- What this task involves -
Below are records to give again exactly; omit each image they contain.

[Opening Available data section]

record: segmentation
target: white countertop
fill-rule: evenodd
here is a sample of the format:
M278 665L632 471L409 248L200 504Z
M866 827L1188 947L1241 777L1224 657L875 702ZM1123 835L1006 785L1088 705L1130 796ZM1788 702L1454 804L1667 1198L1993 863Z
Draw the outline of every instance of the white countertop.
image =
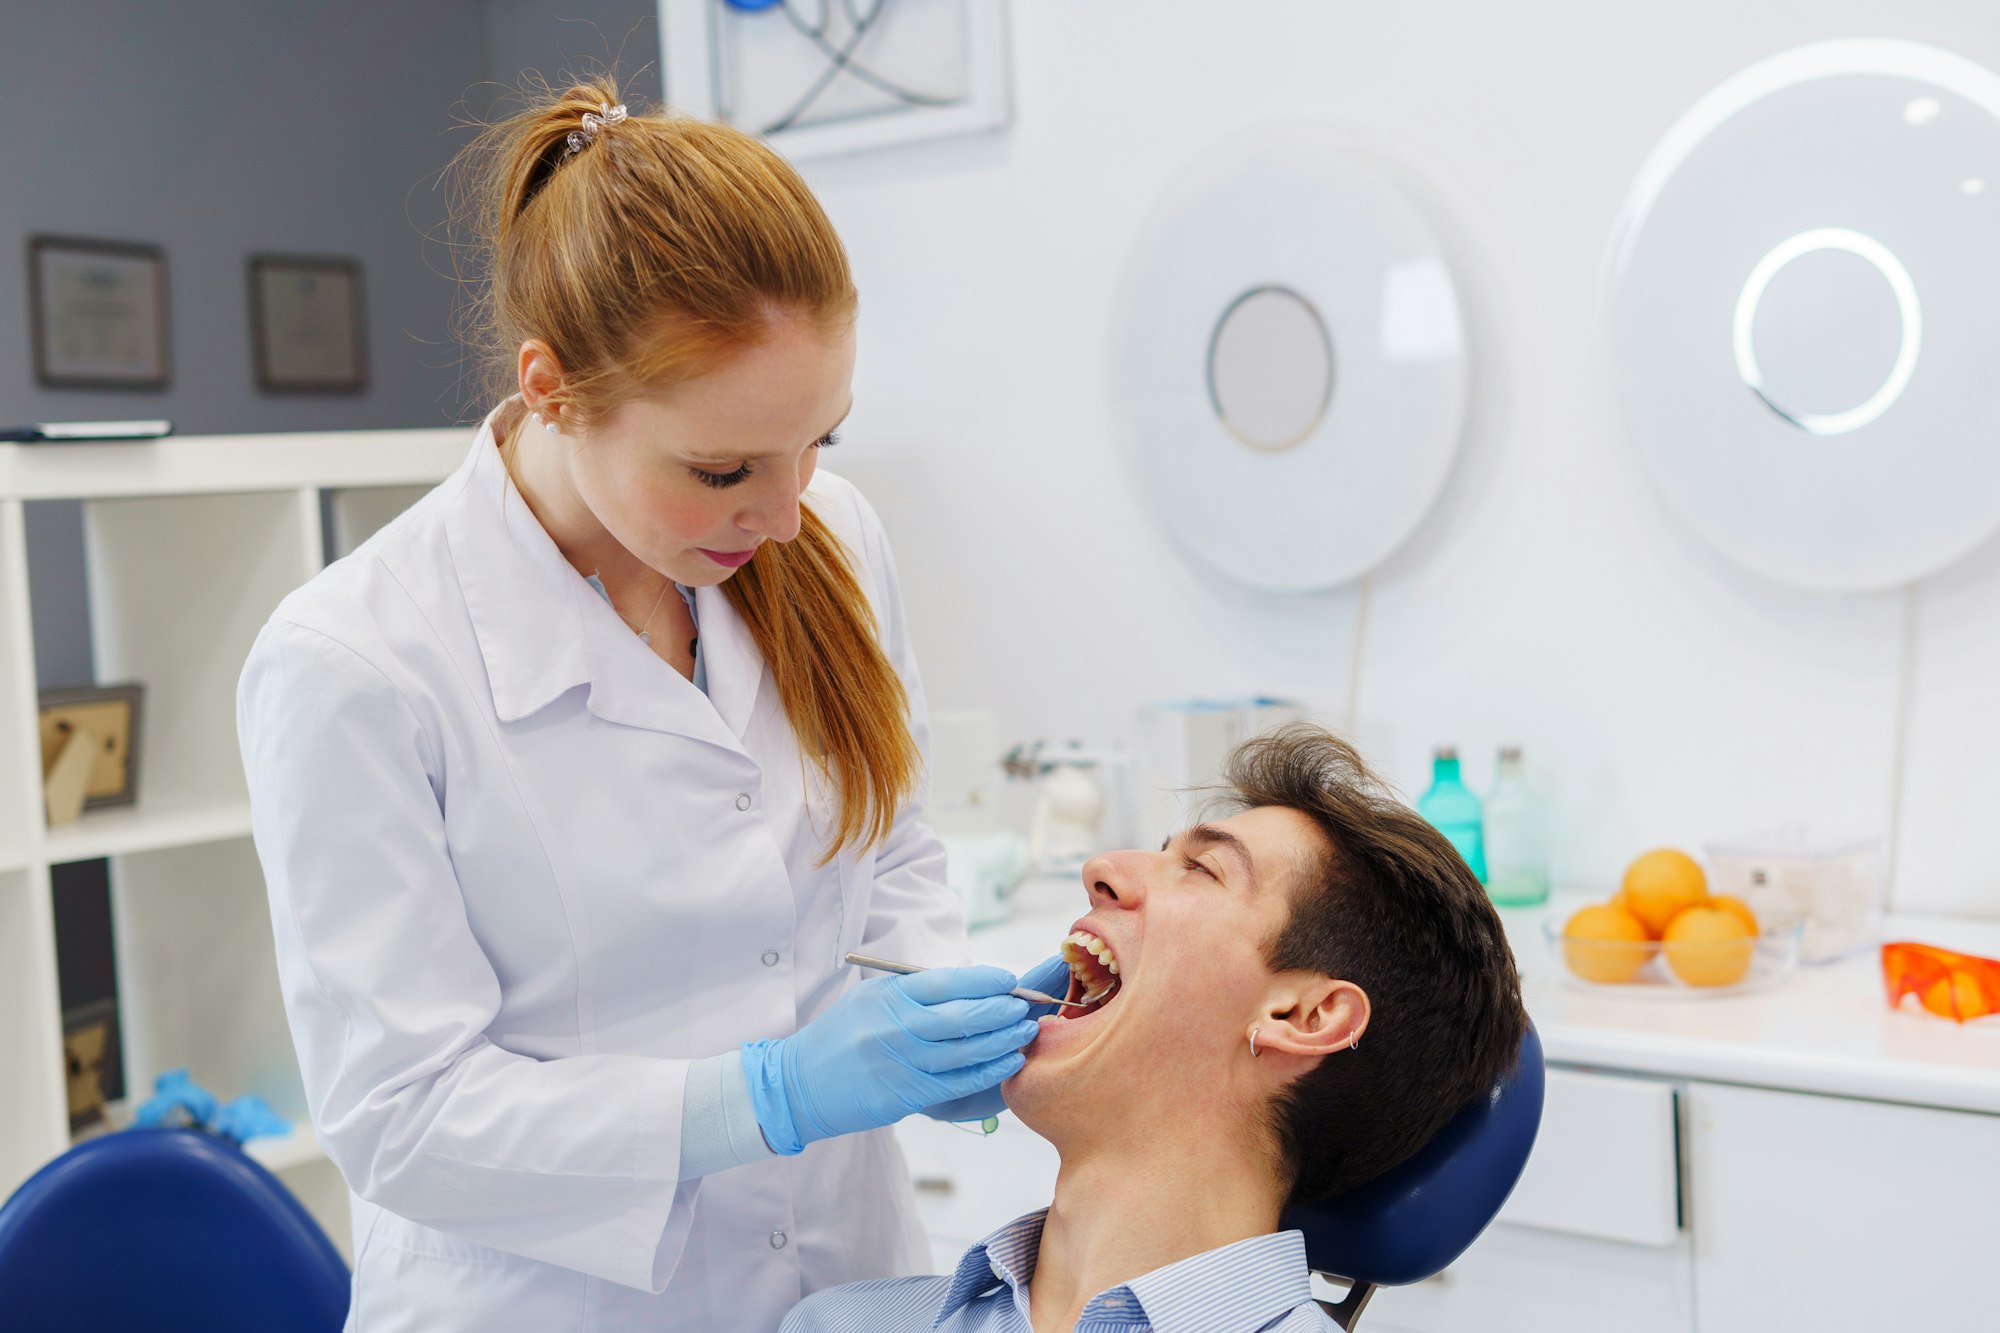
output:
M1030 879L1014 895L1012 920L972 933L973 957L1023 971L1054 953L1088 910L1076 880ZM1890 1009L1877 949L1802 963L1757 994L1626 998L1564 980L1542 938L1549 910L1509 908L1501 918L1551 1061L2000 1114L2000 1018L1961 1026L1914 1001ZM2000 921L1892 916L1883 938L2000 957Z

[Closing Available data section]

- Output for this task -
record: segmentation
target: white countertop
fill-rule: evenodd
here is a sample of the format:
M278 665L632 471L409 248L200 504Z
M866 827L1188 947L1241 777L1224 657L875 702ZM1123 835L1006 785L1088 705L1130 796ZM1788 702L1454 804L1667 1198L1993 863Z
Draw the outline of every instance of the white countertop.
image =
output:
M1030 879L1014 895L1012 920L972 933L973 957L1023 971L1054 953L1088 910L1076 880ZM1890 1009L1877 949L1802 963L1757 994L1626 998L1564 980L1542 938L1549 910L1509 908L1501 918L1551 1061L2000 1114L2000 1018L1961 1026L1914 1001ZM2000 921L1892 916L1883 938L2000 957Z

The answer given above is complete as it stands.